Supplied passage -
--- START ---
Outcomes and outcome adjudication

  1. 1.

    Change in the RHI from baseline after 12 weeks of vildagliptin vs. glibenclamide treatment.

  2. 2.

    Change in the central blood pressure from baseline to after 12 weeks of vildagliptin vs. glibenclamide treatment.

Statistical considerations

Sample size and power calculations

The site http://www.lee.dante.br-pesquisa was used to estimate the sample size, considering a 30 % change in the RHI between treatment groups as clinically relevant. Assuming a standard deviation of 0.3 would require a total of 21 subjects to detect a 30 % change in the RHI with a power of 80 % at a significant level of 0.05. However, considering a potential 20 % of drop-out or lost to follow-up rate, a total of 50 patients (25 for each group) will be considered.

Statistics

All analysis will be performed using SPSS Statistical Software (IBM SPSS Statistics for Windows, Version 21.0. Armonk, NY: IBM Corp.). Continuous variables will be presented as mean ± SD and categorical variables as frequencies. Differences between the both groups at baseline will be evaluated by unpaired t test or the Mann–Whitney test for comparison of continuous variables. The Chi square test or Fisher’s exact test will be employed to compare categorical variables. The change from baseline to 12-weeks follow-up in the both groups will be evaluated using the paired t test for continuous variables. Pearson’s correlation will be used to assess the relationship between HbA1c and RHI and AIx, after confirmation of similarity between groups in respect to demographic data (age, gender, GFR, and comorbidities: hypertension and dyslipidemia) and HbA1c targets after 12 weeks of considered treatment. Thus, the Pearson’s correlation obtained will be potentially consequent to distinct therapeutic responses. For all analysis, a 2-sided P < 0.05 will be considered statistically significant.

Results/discussion

The study has started in December 2013 and patient recruitment is programed until October 2015. It is expected that vildagliptin will improve the endothelial function in patients with T2DM and hypertension more than glibenclamide treatment. Hyperglycemia causes endothelial dysfunction because it reduces the bioavailability of endothelium-derived nitric oxide (NO). Although the main action of GLP-1 is to increase glucose-stimulated insulin secretion from pancreatic beta cells, there is also evidence of physiological signaling from GLP-1 in endothelial and vascular smooth muscle cells. Thus, GLP-1 has vasodilator actions mediated by a specific GLP-1 receptor in the vascular endothelium and may improve endothelial function in animals and humans [1517], independently of its effect on glycemic control.

Arterial stiffness is recognized as another cardiovascular risk marker [32]. Patients with both HT and DM exhibit higher arterial stiffness compared to those with either DM or HT alone [33]. Applanation tonometry estimates arterial compliance and the central blood pressure and is used to assess arterial stiffness [42, 43]. Evidence shows that the central blood pressure is more relevant to cardiovascular outcomes than the peripheral BP [4446]. On the other hand, Endo-PAT, a non-invasive method, evaluates the vascular vasodilator propriety and, consequently, endothelial function. Both hypoglycemic drugs, vildagliptin and glibenclamide, may improve glycemic control. However, only vildagliptin and other DPP-4 inhibitors have provided beneficial effects of the endothelium [22, 23].

Conclusions

This study will evaluate the effect of vildagliptin compared to glibenclamide, both added-on to metformin, on endothelial function and arterial stiffness in type 2 diabetic patients with hypertension. The improvement of endothelial function will demonstrate that DPP-4 inhibitors could improve cardiovascular outcome, especially in high cardiovascular risk patients.
--- END ---
Dataset excerpts -
--- START ---
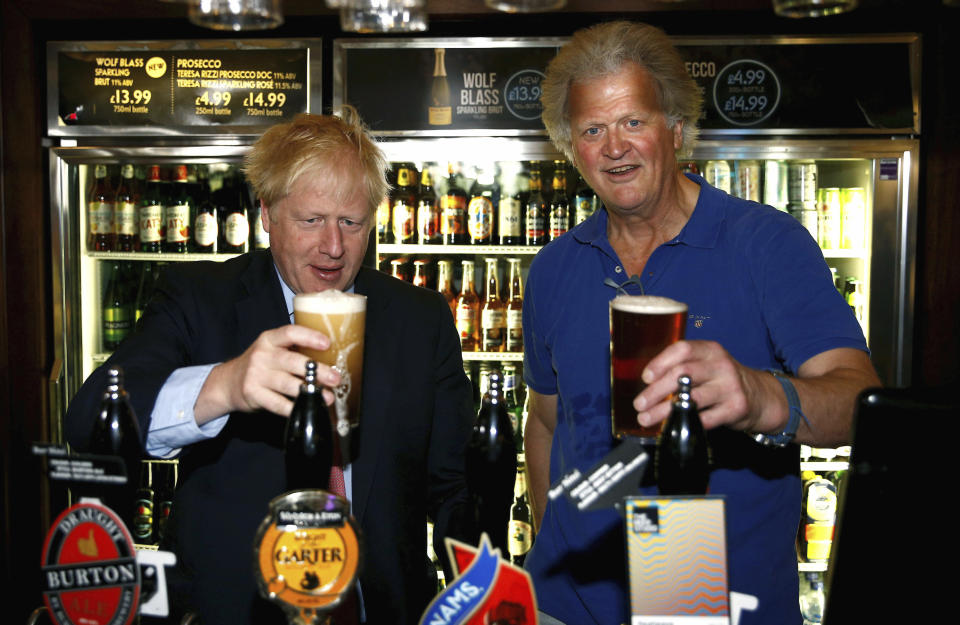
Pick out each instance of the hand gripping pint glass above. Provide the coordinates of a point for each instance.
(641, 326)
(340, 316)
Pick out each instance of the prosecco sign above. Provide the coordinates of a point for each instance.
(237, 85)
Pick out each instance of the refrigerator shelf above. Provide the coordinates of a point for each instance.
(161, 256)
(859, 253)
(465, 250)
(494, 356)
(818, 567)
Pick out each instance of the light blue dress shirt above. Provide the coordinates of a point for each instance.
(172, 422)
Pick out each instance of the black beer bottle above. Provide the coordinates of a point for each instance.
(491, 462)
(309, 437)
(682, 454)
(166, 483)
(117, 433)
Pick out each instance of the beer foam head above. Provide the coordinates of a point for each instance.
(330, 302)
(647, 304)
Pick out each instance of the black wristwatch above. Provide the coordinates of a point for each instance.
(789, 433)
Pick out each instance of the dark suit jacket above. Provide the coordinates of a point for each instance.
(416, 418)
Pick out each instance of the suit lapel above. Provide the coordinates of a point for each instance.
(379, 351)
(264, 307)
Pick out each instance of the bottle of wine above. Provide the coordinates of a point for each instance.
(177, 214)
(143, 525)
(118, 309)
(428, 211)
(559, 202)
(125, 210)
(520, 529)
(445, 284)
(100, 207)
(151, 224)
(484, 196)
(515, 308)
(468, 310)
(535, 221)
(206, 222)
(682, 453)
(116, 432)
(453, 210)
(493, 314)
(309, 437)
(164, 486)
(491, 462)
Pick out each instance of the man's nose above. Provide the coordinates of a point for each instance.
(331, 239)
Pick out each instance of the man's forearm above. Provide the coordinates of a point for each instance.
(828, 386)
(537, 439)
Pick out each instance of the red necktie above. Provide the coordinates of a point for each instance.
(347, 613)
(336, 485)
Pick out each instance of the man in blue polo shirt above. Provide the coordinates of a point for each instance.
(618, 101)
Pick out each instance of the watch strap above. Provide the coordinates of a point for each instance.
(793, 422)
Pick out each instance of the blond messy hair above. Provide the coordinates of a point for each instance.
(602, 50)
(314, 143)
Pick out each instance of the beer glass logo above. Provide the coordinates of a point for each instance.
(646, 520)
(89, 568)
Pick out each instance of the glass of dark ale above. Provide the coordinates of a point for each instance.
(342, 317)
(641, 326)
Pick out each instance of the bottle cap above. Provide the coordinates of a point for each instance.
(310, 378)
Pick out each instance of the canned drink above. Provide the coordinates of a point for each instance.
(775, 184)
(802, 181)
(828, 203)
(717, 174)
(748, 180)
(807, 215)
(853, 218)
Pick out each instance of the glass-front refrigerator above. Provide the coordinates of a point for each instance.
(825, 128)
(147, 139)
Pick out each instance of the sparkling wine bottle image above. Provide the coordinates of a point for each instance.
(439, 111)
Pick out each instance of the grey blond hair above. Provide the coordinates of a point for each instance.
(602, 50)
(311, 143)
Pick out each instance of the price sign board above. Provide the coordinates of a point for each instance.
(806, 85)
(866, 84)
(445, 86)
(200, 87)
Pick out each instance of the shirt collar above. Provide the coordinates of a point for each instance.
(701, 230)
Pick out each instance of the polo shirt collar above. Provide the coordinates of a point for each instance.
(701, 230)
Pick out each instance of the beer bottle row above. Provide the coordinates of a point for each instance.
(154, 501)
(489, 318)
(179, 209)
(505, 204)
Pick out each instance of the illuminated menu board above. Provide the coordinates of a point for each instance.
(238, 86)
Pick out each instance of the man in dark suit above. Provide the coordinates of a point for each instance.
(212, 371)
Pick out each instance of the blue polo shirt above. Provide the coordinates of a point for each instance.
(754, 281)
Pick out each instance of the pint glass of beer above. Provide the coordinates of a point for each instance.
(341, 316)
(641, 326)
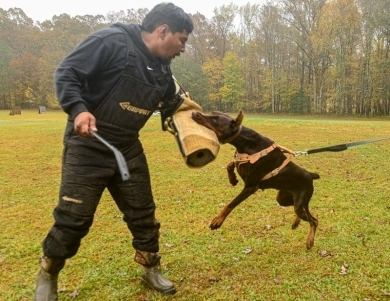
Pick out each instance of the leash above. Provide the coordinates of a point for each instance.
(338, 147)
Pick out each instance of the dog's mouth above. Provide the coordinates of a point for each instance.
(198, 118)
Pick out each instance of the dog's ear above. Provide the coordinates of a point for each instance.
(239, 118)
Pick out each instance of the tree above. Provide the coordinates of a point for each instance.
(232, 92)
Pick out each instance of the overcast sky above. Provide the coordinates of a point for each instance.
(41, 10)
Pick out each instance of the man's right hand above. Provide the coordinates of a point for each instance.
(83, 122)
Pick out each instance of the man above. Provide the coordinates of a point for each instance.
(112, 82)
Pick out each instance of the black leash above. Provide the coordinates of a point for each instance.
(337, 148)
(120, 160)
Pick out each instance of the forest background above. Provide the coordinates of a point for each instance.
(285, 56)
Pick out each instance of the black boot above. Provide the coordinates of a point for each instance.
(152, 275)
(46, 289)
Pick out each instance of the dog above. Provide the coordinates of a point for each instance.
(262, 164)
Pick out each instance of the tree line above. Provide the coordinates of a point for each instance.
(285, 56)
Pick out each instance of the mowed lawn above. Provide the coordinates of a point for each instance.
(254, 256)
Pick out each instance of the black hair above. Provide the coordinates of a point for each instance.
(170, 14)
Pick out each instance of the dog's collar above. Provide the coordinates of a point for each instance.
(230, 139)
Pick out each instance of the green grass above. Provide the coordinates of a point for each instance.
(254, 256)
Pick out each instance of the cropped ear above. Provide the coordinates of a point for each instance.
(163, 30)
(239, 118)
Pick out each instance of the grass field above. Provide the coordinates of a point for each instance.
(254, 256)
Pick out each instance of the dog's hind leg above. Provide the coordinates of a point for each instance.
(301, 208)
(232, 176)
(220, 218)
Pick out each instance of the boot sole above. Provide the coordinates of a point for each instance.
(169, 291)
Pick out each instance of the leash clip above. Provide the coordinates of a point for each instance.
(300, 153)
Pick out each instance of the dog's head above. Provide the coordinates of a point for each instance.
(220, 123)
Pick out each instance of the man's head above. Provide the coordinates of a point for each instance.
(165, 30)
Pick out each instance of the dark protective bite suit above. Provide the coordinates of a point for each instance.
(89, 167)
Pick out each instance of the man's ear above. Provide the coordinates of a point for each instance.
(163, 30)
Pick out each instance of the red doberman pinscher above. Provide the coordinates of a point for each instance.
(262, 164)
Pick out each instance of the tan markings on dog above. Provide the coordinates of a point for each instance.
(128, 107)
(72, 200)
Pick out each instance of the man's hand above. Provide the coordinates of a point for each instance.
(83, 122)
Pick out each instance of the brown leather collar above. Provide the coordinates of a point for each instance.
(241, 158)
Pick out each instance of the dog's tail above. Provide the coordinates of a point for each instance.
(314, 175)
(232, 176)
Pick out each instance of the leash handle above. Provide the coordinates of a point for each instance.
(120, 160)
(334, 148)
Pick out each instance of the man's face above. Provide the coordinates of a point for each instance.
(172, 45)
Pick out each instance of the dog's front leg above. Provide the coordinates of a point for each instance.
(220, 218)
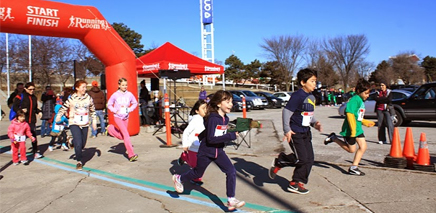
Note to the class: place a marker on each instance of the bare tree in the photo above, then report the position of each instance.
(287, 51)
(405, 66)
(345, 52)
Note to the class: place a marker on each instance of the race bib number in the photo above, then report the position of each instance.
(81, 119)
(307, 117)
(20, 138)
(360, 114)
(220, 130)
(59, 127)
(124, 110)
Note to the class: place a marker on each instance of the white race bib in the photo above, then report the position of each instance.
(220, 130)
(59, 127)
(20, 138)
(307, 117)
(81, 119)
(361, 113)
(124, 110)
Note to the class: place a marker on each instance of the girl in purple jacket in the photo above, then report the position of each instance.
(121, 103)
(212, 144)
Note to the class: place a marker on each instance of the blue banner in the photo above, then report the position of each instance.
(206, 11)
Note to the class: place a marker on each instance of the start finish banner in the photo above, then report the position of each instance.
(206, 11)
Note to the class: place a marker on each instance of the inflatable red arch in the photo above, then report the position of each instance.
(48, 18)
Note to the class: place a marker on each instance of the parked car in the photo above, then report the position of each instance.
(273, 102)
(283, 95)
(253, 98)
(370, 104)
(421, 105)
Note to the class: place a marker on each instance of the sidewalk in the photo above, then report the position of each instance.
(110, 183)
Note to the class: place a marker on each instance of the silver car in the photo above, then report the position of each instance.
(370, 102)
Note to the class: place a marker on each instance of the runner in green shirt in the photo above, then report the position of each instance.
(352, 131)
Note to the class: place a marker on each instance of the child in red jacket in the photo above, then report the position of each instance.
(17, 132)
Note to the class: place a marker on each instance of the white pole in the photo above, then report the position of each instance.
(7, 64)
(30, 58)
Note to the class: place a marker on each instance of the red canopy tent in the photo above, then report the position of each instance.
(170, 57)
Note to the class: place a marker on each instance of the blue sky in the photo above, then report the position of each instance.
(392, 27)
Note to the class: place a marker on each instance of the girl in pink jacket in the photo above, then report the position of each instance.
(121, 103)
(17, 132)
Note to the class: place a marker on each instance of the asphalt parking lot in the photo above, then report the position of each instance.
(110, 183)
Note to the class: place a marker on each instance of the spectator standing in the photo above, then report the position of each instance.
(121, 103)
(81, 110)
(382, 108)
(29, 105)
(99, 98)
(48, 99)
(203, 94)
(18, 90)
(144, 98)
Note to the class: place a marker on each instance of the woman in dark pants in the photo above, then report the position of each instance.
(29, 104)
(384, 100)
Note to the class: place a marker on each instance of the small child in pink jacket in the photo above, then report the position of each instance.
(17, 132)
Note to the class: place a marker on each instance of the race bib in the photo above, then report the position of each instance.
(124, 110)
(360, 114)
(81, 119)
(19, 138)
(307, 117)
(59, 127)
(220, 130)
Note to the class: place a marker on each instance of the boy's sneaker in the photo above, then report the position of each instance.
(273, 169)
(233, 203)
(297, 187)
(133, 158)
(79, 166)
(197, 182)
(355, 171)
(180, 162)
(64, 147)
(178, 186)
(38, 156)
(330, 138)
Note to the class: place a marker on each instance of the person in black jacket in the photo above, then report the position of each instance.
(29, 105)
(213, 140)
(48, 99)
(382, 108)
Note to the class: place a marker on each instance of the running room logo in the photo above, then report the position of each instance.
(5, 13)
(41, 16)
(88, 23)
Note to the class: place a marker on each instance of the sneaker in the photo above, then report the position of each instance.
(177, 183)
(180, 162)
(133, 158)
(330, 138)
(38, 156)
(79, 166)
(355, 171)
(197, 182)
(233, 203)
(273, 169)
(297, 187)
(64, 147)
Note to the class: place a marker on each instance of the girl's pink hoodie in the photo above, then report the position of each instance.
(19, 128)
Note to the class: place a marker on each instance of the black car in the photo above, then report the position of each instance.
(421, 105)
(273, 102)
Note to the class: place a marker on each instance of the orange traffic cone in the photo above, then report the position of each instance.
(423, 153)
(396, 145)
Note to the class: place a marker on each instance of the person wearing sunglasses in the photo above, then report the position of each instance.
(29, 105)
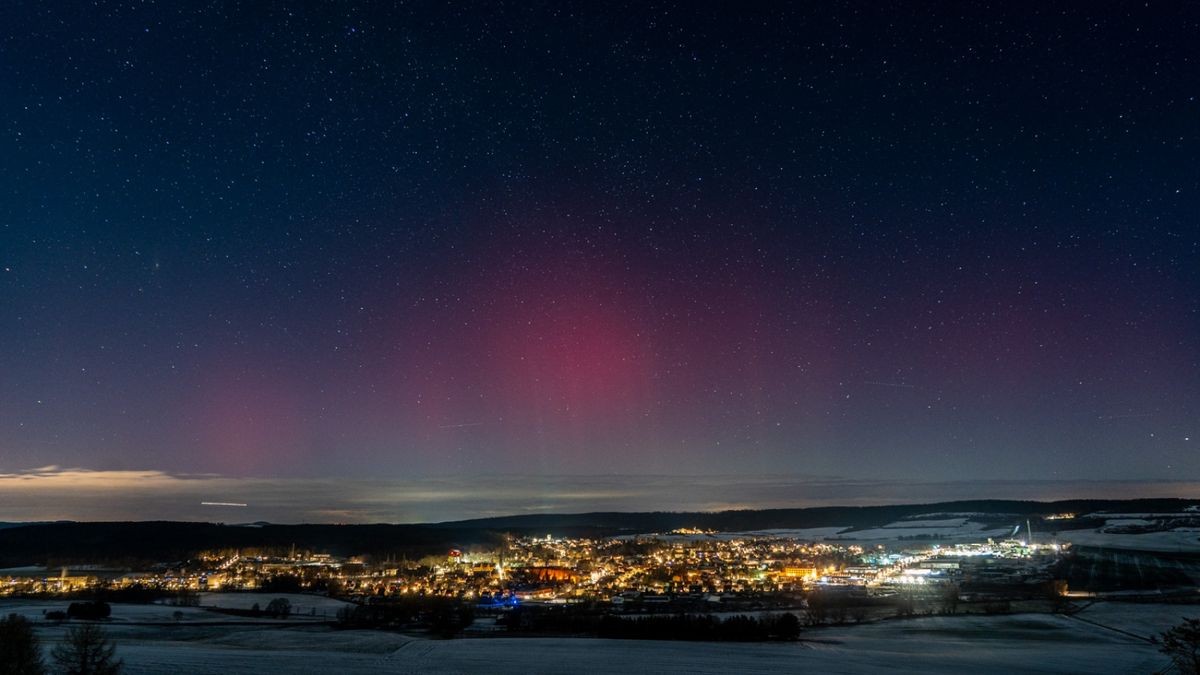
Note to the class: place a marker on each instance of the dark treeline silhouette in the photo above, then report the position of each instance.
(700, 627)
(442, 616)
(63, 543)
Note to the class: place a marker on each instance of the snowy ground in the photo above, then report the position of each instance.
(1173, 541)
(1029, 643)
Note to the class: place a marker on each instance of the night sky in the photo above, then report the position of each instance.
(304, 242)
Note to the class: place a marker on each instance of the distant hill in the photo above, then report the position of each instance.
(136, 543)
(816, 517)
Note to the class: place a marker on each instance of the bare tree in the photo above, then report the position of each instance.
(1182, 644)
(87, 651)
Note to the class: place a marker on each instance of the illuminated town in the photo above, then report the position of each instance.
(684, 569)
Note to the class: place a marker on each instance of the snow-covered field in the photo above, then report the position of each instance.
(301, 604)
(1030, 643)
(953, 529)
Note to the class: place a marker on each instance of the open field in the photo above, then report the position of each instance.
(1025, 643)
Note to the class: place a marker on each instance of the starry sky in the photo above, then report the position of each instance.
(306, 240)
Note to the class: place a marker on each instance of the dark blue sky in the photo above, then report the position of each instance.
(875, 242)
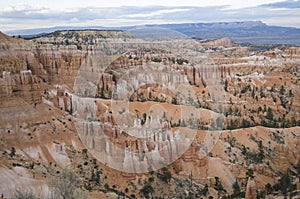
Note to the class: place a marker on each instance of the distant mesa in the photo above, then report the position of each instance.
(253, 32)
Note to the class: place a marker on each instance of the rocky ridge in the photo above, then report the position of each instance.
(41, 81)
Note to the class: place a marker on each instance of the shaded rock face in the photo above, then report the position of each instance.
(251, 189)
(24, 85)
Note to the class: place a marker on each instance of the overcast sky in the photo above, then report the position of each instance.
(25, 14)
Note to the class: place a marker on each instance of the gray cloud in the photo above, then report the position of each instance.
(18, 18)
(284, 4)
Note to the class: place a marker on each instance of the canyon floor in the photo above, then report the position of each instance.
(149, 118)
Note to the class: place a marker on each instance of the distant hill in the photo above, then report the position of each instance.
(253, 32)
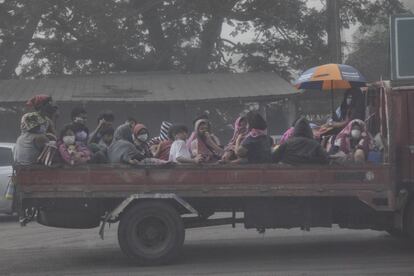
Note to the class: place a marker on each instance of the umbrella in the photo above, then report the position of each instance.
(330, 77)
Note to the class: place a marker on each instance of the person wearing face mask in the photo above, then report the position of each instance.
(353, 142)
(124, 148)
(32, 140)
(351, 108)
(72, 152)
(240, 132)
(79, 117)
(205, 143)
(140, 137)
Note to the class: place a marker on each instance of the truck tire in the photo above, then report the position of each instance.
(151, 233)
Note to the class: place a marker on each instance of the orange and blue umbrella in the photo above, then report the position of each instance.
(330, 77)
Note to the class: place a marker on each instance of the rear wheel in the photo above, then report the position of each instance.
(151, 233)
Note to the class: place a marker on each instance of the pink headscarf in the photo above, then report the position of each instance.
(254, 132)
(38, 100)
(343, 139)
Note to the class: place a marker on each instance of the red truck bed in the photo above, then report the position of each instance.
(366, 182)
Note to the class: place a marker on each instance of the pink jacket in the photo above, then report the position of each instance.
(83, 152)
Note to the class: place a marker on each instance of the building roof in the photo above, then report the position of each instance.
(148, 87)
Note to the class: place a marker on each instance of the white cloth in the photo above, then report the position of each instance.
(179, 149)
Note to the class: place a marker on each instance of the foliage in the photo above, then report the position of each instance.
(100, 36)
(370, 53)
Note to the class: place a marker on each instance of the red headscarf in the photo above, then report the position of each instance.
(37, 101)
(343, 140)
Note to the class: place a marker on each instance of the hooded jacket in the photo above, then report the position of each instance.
--- END ---
Task list -
(a) List every statistical test or method that the Statistics section of the vildagliptin protocol excerpt says will be used to analyze the data.
(b) Answer these from the vildagliptin protocol excerpt:
(i) What standard deviation was assumed in the sample size calculation?
(ii) In what month and year did the study start?
(iii) According to the excerpt, what does hyperglycemia reduce that causes endothelial dysfunction?
(c) From the vildagliptin protocol excerpt, copy out the passage starting with "Results/discussion" and going on through "on glycemic control.".

Task-by-task outputs -
(a)
- Unpaired t test
- Mann–Whitney test
- Chi square test
- Fisher's exact test
- Paired t test
- Pearson's correlation

(b)
(i) 0.3
(ii) December 2013
(iii) The bioavailability of endothelium-derived nitric oxide (NO)

(c)
Results/discussion

The study has started in December 2013 and patient recruitment is programed until October 2015. It is expected that vildagliptin will improve the endothelial function in patients with T2DM and hypertension more than glibenclamide treatment. Hyperglycemia causes endothelial dysfunction because it reduces the bioavailability of endothelium-derived nitric oxide (NO). Although the main action of GLP-1 is to increase glucose-stimulated insulin secretion from pancreatic beta cells, there is also evidence of physiological signaling from GLP-1 in endothelial and vascular smooth muscle cells. Thus, GLP-1 has vasodilator actions mediated by a specific GLP-1 receptor in the vascular endothelium and may improve endothelial function in animals and humans [1517], independently of its effect on glycemic control.